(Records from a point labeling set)
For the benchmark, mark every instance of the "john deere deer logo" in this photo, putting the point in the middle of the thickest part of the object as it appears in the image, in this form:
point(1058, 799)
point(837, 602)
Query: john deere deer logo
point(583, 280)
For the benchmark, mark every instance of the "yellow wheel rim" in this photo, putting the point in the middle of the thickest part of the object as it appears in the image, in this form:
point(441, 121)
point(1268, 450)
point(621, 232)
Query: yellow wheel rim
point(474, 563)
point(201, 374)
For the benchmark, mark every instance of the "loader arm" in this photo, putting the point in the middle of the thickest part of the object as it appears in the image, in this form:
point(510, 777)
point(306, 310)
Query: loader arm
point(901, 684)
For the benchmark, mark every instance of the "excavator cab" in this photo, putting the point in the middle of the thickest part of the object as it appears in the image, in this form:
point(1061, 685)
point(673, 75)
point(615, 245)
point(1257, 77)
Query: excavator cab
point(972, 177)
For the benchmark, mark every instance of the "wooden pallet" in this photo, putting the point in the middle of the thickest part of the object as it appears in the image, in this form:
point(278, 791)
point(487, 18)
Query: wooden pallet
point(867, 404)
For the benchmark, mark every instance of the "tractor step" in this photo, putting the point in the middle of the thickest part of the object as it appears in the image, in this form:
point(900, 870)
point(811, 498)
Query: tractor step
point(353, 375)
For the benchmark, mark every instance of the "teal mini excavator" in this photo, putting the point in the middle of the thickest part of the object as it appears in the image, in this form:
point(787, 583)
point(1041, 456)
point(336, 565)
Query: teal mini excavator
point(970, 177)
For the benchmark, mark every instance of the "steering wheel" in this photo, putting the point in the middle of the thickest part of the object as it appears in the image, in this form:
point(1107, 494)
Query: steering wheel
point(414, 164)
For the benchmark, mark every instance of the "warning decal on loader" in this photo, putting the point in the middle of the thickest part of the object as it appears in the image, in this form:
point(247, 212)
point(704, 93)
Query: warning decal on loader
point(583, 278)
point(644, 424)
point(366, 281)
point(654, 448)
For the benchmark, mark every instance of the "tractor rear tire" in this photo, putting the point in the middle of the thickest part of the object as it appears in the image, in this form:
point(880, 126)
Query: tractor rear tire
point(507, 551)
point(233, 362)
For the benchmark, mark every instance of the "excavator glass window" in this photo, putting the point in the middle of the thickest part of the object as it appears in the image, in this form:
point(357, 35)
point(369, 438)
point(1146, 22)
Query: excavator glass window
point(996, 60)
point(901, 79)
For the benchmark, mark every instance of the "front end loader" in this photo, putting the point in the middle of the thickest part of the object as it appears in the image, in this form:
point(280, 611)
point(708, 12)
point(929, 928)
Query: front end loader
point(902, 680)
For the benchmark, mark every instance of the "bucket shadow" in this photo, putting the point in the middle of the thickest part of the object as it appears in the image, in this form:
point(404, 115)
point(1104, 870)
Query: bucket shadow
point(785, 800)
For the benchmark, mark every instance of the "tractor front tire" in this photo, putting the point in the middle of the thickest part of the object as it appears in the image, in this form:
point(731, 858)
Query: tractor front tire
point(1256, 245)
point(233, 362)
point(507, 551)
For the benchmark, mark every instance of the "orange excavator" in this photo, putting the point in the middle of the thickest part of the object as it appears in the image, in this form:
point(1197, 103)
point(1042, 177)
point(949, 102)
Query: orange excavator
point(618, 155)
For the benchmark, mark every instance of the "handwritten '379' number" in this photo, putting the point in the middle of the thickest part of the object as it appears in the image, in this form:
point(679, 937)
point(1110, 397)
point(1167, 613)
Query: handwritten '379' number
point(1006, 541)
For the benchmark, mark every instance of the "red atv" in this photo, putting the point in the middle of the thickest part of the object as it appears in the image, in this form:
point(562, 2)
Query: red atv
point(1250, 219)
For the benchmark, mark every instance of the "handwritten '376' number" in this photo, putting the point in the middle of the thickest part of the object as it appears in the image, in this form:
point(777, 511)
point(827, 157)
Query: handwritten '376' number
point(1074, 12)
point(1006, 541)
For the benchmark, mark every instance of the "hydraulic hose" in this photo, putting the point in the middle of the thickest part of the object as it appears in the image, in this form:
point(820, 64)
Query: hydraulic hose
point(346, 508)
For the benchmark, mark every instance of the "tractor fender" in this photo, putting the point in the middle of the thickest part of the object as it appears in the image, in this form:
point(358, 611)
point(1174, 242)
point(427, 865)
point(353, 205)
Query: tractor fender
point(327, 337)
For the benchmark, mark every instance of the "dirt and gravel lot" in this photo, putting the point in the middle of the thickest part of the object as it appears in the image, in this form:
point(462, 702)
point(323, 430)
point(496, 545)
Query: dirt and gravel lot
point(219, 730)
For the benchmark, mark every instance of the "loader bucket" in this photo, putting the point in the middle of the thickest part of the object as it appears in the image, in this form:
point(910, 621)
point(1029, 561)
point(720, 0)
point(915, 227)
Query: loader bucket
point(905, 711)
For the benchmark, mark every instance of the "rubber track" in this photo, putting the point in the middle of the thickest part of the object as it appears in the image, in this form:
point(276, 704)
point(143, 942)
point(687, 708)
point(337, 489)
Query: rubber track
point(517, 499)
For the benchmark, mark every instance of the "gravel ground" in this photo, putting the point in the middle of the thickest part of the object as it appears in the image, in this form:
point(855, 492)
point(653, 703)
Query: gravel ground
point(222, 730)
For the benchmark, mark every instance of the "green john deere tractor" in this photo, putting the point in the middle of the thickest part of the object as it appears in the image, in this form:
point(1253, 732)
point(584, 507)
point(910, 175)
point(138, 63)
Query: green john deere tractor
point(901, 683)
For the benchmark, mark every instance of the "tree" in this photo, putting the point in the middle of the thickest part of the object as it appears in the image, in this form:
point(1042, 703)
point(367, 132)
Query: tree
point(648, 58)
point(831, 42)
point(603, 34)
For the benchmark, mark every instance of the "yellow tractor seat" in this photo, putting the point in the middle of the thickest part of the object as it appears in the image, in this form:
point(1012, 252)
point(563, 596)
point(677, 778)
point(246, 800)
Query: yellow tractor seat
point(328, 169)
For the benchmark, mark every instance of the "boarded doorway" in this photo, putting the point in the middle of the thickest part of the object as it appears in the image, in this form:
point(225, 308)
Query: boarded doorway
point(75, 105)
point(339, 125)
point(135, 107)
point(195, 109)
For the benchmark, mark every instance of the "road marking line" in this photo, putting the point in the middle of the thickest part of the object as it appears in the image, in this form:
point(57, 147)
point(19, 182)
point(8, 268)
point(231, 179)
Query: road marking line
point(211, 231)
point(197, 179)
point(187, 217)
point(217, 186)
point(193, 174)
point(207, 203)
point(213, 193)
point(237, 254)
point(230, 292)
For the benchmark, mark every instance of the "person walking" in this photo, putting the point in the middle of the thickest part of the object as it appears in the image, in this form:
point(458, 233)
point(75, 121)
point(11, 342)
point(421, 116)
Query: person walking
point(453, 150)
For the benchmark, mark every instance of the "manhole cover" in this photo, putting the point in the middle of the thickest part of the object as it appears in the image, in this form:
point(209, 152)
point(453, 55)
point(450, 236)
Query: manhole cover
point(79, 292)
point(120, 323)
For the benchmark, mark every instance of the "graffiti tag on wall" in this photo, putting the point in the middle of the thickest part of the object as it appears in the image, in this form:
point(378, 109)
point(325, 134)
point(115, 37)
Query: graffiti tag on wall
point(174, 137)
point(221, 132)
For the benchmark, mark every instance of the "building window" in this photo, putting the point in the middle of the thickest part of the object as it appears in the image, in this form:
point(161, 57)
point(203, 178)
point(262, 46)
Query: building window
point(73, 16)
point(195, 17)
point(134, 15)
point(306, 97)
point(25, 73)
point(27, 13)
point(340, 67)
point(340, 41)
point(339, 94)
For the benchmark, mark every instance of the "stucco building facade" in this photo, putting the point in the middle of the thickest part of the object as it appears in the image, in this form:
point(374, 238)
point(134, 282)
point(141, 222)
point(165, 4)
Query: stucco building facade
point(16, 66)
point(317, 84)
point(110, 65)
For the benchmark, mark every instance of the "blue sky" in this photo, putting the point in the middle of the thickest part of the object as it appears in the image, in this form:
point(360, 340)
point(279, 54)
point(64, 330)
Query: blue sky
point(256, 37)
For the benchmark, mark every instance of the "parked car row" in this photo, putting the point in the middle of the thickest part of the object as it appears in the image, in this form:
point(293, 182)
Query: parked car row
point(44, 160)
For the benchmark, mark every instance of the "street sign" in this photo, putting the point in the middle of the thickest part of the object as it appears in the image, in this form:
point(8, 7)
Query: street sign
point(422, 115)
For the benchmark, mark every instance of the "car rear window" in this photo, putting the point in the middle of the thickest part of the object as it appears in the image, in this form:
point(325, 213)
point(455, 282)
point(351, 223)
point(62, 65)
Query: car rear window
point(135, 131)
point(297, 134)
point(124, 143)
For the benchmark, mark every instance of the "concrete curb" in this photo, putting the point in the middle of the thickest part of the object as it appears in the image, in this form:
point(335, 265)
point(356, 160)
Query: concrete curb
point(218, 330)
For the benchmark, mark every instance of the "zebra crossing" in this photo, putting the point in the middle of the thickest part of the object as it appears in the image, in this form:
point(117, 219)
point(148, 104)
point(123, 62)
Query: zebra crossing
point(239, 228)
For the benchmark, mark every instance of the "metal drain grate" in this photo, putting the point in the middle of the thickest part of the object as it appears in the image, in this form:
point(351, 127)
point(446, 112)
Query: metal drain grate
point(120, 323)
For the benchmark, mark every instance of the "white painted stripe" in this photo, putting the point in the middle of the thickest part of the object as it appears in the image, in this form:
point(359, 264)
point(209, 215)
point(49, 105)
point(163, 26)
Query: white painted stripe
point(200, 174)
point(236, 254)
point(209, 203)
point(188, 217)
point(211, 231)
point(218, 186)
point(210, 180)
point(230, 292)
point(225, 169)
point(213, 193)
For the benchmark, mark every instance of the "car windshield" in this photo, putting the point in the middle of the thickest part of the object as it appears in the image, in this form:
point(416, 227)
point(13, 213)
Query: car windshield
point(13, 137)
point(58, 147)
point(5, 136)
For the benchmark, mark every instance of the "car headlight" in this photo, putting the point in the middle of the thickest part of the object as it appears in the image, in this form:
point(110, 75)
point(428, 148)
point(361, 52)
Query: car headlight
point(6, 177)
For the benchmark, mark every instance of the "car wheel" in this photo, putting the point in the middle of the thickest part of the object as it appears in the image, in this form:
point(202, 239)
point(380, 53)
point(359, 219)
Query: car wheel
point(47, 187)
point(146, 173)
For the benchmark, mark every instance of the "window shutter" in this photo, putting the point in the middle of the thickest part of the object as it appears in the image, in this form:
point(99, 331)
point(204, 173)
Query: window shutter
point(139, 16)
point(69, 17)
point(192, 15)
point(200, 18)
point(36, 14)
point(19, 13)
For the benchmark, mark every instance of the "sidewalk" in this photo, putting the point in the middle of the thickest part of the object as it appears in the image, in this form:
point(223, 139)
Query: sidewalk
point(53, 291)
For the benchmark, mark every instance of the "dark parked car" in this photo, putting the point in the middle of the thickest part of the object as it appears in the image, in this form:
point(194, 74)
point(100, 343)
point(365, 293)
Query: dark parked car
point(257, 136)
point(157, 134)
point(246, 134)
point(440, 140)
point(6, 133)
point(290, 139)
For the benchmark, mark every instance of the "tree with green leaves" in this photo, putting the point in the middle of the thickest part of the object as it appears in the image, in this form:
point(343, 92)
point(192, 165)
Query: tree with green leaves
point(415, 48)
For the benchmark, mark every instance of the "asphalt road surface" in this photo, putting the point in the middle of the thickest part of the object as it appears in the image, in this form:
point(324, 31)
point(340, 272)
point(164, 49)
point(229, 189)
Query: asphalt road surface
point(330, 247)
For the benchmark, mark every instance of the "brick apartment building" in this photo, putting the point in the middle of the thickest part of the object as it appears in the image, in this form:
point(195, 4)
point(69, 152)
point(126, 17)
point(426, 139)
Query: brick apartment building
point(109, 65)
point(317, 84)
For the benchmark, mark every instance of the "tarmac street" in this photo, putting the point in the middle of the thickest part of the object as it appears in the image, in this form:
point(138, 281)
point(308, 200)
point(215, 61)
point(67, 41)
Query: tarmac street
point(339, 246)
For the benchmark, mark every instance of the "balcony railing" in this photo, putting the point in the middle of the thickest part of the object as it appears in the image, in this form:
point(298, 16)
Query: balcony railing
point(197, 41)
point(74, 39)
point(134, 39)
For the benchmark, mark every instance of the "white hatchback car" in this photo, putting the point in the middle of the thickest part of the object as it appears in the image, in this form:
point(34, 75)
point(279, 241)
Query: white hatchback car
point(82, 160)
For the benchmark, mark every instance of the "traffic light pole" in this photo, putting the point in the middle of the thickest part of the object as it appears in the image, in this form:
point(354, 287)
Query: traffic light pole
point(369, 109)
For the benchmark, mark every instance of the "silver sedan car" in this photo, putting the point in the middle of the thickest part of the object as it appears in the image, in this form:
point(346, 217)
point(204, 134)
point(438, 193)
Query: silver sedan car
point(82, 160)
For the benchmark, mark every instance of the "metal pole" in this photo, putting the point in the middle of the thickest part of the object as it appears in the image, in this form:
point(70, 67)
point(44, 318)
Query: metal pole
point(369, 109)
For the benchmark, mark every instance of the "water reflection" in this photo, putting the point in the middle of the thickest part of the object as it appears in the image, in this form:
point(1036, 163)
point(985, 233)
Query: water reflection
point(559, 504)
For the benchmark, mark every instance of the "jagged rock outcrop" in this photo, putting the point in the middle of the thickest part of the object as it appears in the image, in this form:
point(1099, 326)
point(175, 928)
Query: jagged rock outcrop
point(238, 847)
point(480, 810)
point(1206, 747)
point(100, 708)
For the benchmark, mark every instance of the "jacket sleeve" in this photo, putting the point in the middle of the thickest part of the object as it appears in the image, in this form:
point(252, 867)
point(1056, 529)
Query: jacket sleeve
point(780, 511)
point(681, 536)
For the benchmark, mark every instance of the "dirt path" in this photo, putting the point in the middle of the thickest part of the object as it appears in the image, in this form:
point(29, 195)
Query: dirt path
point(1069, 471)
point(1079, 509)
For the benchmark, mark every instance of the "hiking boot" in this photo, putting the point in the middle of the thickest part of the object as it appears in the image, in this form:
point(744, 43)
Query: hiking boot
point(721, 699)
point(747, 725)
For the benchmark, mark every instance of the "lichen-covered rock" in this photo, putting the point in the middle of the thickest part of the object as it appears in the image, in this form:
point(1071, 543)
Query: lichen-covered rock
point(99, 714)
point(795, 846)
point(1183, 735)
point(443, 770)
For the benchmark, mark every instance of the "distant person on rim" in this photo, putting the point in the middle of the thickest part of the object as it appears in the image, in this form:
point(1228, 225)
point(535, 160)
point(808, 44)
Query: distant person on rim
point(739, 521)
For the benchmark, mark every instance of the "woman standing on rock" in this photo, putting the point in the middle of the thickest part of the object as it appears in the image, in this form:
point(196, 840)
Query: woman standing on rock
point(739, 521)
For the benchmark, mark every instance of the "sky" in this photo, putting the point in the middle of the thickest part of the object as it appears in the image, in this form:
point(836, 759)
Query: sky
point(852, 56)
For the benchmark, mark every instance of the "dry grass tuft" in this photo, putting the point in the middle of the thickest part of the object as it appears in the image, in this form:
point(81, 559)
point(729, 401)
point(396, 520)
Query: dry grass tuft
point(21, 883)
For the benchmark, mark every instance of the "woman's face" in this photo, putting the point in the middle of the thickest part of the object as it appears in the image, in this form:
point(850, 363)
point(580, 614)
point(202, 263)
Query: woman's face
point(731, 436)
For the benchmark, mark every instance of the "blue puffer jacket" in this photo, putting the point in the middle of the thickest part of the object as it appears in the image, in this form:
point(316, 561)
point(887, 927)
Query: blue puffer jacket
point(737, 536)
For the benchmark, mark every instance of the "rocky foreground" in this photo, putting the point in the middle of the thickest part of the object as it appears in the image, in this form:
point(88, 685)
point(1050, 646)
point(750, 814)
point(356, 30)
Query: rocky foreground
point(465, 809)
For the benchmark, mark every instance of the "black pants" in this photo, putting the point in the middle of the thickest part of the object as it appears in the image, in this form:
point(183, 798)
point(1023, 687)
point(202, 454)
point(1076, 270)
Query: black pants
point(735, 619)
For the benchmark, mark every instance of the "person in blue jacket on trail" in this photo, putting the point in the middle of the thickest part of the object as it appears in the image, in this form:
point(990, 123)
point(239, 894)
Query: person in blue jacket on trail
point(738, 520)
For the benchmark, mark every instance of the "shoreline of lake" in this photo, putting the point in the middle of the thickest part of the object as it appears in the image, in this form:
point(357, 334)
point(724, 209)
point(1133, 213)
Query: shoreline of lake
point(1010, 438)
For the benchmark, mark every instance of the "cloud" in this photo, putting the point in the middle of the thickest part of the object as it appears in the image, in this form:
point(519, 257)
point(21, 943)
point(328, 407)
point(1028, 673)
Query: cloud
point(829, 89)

* EXERCISE DESCRIPTION:
List every line of the listing above that contains the string "headlight", copying each line in full.

* RESPONSE BELOW:
For the benchmark, mark every instance of the "car headlight" in this photo, putting the point in the middle of the thickest part of the object as it appears in the image, in this form:
Query: car headlight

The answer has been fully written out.